(Records contained in a dataset)
____________

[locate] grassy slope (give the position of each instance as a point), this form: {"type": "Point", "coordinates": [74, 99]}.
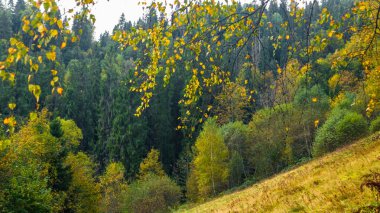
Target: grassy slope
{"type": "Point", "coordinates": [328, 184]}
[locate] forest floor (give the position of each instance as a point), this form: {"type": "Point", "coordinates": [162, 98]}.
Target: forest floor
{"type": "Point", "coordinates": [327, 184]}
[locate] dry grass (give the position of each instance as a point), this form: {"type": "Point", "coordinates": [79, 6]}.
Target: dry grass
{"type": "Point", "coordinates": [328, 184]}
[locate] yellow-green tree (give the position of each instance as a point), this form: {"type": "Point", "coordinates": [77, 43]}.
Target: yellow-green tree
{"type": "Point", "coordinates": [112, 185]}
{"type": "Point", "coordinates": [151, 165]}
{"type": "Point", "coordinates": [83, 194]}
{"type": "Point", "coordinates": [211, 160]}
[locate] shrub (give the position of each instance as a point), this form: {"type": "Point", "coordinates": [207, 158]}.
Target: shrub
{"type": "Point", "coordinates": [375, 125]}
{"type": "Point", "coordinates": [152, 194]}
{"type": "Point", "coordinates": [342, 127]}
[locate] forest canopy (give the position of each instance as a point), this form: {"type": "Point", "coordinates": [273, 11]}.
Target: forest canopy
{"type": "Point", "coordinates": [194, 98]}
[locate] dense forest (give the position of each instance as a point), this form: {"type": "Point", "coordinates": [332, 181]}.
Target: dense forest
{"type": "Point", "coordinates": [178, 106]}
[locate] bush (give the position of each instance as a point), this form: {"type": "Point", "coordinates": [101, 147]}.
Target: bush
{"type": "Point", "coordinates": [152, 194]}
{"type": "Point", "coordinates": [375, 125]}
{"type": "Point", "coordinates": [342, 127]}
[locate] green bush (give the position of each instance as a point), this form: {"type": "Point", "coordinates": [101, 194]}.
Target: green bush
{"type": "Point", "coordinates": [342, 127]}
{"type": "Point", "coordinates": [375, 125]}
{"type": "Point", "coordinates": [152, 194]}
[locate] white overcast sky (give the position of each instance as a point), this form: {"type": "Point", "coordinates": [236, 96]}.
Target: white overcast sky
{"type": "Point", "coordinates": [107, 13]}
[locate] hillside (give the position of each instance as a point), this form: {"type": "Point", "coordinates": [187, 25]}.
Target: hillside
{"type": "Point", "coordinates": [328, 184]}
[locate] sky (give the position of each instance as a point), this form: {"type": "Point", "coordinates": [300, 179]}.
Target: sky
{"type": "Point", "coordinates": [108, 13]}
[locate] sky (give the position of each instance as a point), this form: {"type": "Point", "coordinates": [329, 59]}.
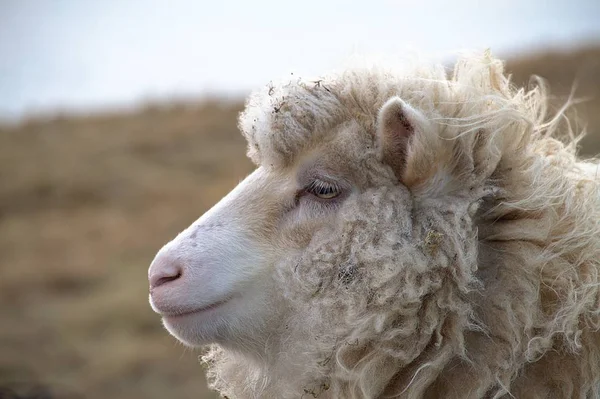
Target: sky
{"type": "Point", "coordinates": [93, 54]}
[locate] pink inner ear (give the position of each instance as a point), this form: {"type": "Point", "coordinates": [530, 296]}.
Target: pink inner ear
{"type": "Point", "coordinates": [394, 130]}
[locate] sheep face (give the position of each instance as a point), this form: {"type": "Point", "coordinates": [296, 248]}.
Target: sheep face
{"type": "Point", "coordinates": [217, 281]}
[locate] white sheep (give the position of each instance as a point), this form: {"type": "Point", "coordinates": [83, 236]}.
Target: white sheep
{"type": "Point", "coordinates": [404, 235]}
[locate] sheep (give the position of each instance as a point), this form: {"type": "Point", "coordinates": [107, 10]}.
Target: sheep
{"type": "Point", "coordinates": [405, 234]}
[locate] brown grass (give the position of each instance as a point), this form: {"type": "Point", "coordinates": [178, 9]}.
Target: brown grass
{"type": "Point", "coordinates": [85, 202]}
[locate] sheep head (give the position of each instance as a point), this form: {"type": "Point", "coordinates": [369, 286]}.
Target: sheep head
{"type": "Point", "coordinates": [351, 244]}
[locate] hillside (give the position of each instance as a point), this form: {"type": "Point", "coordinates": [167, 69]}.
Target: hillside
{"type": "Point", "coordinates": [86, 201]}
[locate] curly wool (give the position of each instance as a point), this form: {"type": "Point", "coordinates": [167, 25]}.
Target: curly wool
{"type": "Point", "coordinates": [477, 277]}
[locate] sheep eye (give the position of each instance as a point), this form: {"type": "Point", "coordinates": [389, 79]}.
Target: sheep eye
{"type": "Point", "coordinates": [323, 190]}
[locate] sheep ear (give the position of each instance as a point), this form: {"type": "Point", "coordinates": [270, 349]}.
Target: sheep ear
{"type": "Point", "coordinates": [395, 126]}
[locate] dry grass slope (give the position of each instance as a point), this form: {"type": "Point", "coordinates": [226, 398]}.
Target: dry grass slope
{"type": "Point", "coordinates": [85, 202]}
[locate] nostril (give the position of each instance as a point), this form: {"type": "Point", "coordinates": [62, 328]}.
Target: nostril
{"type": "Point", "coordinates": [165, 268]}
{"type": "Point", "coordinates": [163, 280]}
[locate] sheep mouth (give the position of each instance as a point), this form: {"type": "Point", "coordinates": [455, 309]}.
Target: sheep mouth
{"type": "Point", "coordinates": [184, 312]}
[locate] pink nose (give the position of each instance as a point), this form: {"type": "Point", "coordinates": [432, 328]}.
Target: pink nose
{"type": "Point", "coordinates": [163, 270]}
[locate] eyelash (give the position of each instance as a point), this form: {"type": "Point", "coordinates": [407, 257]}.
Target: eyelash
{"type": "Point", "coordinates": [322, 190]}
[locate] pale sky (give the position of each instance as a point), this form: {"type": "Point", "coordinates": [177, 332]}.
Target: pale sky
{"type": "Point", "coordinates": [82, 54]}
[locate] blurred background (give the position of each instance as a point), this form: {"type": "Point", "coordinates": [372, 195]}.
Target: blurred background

____________

*PROBLEM STATEMENT:*
Go through the records above and return every line that holds the string "blurred".

*REPLY TO THE EXERCISE:*
[locate] blurred background (give the position of each instance as a point), this form: {"type": "Point", "coordinates": [372, 195]}.
Target: blurred background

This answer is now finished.